_Excerpted records_.
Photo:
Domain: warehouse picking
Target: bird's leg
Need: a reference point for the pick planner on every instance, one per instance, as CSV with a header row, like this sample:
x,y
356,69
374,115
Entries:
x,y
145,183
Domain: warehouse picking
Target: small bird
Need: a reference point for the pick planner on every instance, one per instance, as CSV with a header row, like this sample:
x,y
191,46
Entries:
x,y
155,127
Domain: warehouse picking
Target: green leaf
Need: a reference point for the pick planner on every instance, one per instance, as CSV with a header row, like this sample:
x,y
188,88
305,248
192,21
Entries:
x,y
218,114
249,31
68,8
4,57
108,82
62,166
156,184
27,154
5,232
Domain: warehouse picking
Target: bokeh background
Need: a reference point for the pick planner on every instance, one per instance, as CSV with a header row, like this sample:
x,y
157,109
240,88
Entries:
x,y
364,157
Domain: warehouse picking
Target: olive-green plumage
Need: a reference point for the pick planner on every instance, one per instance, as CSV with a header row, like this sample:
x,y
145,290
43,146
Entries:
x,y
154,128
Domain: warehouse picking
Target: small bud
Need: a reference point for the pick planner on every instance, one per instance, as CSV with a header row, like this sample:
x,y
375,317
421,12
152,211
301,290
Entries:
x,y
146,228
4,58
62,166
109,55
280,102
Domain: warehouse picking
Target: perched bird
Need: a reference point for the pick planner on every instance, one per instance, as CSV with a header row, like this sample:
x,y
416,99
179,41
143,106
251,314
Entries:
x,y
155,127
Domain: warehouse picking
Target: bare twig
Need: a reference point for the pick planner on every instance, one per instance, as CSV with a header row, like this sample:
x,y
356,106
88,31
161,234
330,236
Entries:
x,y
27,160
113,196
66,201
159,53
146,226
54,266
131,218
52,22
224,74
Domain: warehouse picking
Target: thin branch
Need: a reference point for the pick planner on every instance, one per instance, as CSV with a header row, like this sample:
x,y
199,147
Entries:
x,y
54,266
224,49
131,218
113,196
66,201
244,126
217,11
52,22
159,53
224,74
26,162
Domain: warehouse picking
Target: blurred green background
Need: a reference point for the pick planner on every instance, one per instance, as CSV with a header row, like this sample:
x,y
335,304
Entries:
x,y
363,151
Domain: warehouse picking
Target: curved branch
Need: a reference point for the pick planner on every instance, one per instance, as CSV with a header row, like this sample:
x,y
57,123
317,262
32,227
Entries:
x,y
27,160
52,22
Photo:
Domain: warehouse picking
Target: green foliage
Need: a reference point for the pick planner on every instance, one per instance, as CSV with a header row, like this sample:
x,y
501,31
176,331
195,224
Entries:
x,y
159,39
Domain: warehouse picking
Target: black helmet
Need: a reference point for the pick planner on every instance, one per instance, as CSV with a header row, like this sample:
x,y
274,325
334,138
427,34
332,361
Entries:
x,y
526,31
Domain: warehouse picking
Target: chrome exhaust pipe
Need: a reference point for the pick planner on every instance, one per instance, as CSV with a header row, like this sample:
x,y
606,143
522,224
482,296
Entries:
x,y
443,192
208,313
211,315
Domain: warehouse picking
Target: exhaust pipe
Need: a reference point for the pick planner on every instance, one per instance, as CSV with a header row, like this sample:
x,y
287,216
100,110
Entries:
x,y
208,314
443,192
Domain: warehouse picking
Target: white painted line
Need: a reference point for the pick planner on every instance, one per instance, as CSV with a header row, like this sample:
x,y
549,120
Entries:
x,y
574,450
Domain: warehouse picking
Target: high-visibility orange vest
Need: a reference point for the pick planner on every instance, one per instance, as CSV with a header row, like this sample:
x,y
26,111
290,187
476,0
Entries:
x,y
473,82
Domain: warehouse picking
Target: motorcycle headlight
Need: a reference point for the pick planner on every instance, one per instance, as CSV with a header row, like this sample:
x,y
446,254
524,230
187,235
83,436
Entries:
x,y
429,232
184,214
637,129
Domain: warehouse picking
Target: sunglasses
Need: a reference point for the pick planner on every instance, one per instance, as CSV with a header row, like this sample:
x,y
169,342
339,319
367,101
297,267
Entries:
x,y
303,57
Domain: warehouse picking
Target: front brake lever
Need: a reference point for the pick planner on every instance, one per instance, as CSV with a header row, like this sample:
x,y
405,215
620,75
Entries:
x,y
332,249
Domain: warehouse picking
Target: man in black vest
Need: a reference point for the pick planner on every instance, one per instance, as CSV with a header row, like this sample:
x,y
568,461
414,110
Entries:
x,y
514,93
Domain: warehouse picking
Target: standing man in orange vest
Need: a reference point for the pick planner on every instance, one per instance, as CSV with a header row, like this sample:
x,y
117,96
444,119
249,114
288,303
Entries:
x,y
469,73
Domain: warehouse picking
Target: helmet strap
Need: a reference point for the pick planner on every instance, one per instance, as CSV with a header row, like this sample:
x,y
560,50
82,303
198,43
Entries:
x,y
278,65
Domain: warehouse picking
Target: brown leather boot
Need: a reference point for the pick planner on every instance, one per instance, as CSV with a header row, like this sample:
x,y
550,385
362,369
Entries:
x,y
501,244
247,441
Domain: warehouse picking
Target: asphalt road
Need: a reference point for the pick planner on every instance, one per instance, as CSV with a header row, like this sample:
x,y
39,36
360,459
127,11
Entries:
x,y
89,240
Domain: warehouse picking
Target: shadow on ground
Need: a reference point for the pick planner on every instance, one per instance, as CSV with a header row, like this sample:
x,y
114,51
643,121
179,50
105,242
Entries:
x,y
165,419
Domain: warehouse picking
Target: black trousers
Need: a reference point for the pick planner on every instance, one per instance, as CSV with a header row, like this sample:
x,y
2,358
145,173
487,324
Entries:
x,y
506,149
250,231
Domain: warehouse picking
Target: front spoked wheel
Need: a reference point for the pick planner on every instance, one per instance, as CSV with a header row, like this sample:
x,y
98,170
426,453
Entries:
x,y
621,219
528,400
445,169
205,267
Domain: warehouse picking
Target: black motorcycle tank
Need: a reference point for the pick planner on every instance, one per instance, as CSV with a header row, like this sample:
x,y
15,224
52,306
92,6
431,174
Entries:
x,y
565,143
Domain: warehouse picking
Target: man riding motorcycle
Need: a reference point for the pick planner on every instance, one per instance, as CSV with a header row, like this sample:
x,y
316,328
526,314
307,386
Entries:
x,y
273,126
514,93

_Exercise_. Output the lines above verbatim and in full.

_Correct response_.
Photo:
Domain: warehouse picking
Target: bird's leg
Need: a reference point for the pick planner on every instance, one per instance, as CSV with a header row, like this sample:
x,y
356,69
374,115
Entries:
x,y
145,183
Domain: warehouse picking
Target: small bird
Need: a reference point for the pick planner on every instance, one per instance, as CSV with a header row, like this sample:
x,y
191,46
Entries:
x,y
155,127
Domain: warehouse picking
Target: green leaf
Need: a reference point for the pick planner on every instance, one per instance, as CSV with a header row, like this sample:
x,y
188,88
305,248
192,21
Entries:
x,y
218,114
249,31
68,8
4,57
108,82
62,166
156,184
27,154
5,232
Domain: warehouse picking
Target: bokeh background
Need: a reference point for the pick planner on every instance, one per instance, as CSV with a header row, like this sample:
x,y
157,109
240,88
Entries:
x,y
364,157
Domain: warehouse picking
Target: olive-green plumage
Need: a reference point for the pick planner on every instance, one per instance, as CSV with a header row, like this sample:
x,y
145,290
43,146
Entries:
x,y
154,128
Domain: warehouse picking
Target: small bud
Need: a reference point for the pick planner on every instance, one per instance, as CSV with a header row, like this sample:
x,y
375,317
421,12
152,211
301,290
Entries:
x,y
146,228
4,58
62,166
109,55
280,102
Domain: warehouse picking
Target: perched bird
Need: a reference point for the pick planner on every instance, one per instance, as CSV with a header row, like this sample:
x,y
416,99
179,41
143,106
251,314
Entries:
x,y
155,127
Domain: warehouse picking
Target: bare twig
Need: a reference point for the pick planner on every instance, one per instance, as CSV with a header row, like this sample:
x,y
356,106
88,31
161,234
330,236
Entries:
x,y
27,160
113,196
66,201
159,53
146,226
54,266
131,218
52,22
224,74
Domain: warehouse picking
Target: thin branch
Need: a reference point for the pick planner on every instance, one per instance, as CSV with a header row, like this sample:
x,y
199,147
Entries:
x,y
54,266
224,49
131,218
113,196
66,201
244,126
217,11
52,22
159,53
224,74
26,162
Domain: warehouse picking
Target: blurred green background
Need: a reference point for the pick planner on every instance, one per instance, as CSV with a header row, like this sample:
x,y
335,304
Entries:
x,y
363,151
Domain: warehouse picking
Target: curved branch
Need: a reference point for the pick planner on every instance, one per instance, as CSV with a header row, like this sample:
x,y
57,123
317,262
32,227
Entries:
x,y
27,160
52,22
Photo:
Domain: warehouse picking
Target: green foliage
Need: a reference point for the pick planner on every instance, one per instance, as CSV with a header row, like this sample:
x,y
501,31
176,331
195,224
Entries:
x,y
159,39
Domain: warehouse picking
Target: black helmet
Need: a reference point for the pick planner on every instance, one per instance, as CSV with a header row, like this sample:
x,y
274,325
334,138
427,34
332,361
Entries:
x,y
526,31
Domain: warehouse picking
Target: chrome exhaust pipe
Need: a reference point for the pick planner on every instance, one per instance, as CSV with a header row, like this sample:
x,y
606,143
522,224
482,296
Entries:
x,y
443,192
208,313
211,315
Domain: warehouse picking
Target: exhaust pipe
Need: a reference point for the pick planner on every instance, one per instance, as CSV with a header row, like this sample:
x,y
287,216
100,110
Entries:
x,y
208,314
443,192
Domain: warehouse picking
Target: white painted line
Need: a reference point for the pick planner on every instance, one per instance, as CSV with a header row, like this sample:
x,y
549,120
Entries:
x,y
574,450
Domain: warehouse picking
Target: high-visibility orange vest
Need: a reference point for the pick planner on every instance, one per instance, as CSV with a header row, like this sample:
x,y
26,111
290,187
476,0
Entries:
x,y
473,82
Domain: warehouse picking
Target: motorcycle headlight
Need: a reference point for the pick planner on every instance, one per instance, as CSV with a header row, like this sample:
x,y
446,254
524,230
187,235
83,436
Entries:
x,y
429,232
184,214
637,129
Domain: warehouse picking
Target: sunglasses
Need: a reference point for the pick planner on every instance, one per instance, as CSV with a header row, like this sample:
x,y
169,342
339,319
367,101
297,267
Entries:
x,y
303,57
Domain: warehouse picking
Target: front brake lever
Need: a reference point for the pick planner on every instance, one per instance, as CSV with a header row, like this sample:
x,y
405,215
620,75
Entries:
x,y
332,249
Domain: warehouse picking
Target: man in black vest
Need: a reference point for the pick planner on every instance, one per instance, as CSV with a header row, like this sample:
x,y
568,461
414,110
Entries:
x,y
514,93
Domain: warehouse picking
Target: standing man in orange vest
Need: a reference point for the pick planner on every instance, one per instance, as CSV with a header row, like this sample:
x,y
117,96
444,119
249,114
288,303
Entries:
x,y
469,73
Domain: warehouse picking
Target: helmet strap
Need: a reference point for the pick planner on every instance, one per instance, as CSV with a header row, like this sample:
x,y
560,50
82,303
198,43
Entries:
x,y
278,65
Domain: warehouse picking
Target: brown leather boot
Need: a reference point for the pick planner on every instance, one per instance, as CSV with a header row, like this sample:
x,y
550,385
362,369
Entries:
x,y
501,244
247,441
Domain: warehouse picking
Target: asphalt road
Need: a reference point for the pick planner on every instance, one per instance, as CSV with a header row, like this sample:
x,y
39,36
360,459
127,11
Entries:
x,y
89,240
Domain: warehouse picking
Target: shadow on ground
Need: a reference point for the pick planner on every instance, one per instance, as CSV with a header row, like this sample:
x,y
114,51
643,121
179,50
105,242
Entries:
x,y
165,419
Domain: warehouse picking
Target: black trousers
Need: a reference point for the pick planner on every instance, one per instance, as CSV with a header row, like this sample:
x,y
2,358
145,173
487,324
Entries:
x,y
506,149
250,231
Domain: warehouse picking
Target: front spoked wheel
Need: a reference point for the pick planner on every instance, one per instance, as CSV with a header row, like this sample:
x,y
98,170
426,453
Entries:
x,y
621,219
528,400
445,169
205,267
Domain: warehouse picking
Target: black motorcycle tank
Need: a reference point for the pick planner on every instance, one per instance, as CSV with a header row, like this sample:
x,y
15,224
52,306
92,6
431,174
Entries:
x,y
565,143
Domain: warehouse picking
Target: man riding motorcycle
Need: a reference point for the pick planner on every instance, one per instance, as CSV with a header row, like this sample:
x,y
316,328
526,314
307,386
Entries:
x,y
273,126
514,93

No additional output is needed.